Start of Information supplied
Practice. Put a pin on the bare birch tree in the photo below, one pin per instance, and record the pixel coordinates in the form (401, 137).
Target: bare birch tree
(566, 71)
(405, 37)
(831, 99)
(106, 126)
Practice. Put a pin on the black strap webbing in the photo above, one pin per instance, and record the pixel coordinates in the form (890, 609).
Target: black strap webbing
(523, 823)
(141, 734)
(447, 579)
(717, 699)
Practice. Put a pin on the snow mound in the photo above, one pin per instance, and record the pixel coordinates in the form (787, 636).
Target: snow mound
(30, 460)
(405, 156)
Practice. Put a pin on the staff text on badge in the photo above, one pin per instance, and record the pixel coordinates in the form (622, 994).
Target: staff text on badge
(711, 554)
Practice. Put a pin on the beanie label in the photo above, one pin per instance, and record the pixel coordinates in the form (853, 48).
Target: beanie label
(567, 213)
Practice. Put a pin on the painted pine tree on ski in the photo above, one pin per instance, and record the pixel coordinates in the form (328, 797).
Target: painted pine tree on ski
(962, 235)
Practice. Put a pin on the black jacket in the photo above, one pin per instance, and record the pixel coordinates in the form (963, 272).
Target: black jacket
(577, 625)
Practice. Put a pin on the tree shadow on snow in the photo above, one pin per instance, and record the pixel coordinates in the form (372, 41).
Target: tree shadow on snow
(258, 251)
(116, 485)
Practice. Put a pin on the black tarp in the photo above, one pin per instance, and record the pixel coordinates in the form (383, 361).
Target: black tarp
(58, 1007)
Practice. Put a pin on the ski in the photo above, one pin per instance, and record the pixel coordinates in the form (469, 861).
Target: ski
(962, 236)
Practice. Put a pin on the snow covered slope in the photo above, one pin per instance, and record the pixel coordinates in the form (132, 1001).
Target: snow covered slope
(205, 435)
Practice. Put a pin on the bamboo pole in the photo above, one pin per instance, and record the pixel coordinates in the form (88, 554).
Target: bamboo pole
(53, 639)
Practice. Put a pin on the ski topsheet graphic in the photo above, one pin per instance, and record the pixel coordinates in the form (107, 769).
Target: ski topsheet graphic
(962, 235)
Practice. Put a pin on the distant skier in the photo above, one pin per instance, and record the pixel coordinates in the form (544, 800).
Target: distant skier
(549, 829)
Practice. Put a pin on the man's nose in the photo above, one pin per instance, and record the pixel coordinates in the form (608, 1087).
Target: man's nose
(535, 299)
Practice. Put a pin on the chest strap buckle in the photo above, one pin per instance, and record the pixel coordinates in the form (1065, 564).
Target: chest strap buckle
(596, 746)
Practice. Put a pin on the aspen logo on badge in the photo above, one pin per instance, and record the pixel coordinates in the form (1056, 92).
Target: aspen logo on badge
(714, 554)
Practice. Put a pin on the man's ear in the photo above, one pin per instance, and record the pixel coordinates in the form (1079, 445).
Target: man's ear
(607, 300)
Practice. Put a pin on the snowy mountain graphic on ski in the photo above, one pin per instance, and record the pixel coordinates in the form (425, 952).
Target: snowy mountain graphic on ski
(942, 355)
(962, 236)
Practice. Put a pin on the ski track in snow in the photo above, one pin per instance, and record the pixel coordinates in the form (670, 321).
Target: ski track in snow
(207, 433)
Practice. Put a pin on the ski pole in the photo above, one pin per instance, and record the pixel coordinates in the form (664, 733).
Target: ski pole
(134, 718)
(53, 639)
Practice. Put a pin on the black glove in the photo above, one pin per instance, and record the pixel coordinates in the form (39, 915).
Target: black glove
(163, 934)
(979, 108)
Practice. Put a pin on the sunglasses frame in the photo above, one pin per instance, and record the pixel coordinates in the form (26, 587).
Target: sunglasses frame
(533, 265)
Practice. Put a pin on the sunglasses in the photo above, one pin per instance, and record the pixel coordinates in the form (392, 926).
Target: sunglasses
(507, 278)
End of Information supplied
Task requirements
Copy exactly the line containing "Practice. Put a pin on the black glove" and each line after it through the end of the records above.

Result of this exercise
Practice. Put a pin on the black glove in the photo above, one pin per instance, and record the pixel coordinates in the form (39, 915).
Target: black glove
(163, 934)
(979, 108)
Practice. Put a pin on the sunglasses frame in the photo above, one pin per instance, and record the pixel coordinates in the form (26, 587).
Target: sunglasses frame
(533, 265)
Practice. Put a pin on the sunglasses in the photo above, one pin per instance, and record the pixel coordinates in the form (392, 926).
Target: sunglasses
(507, 278)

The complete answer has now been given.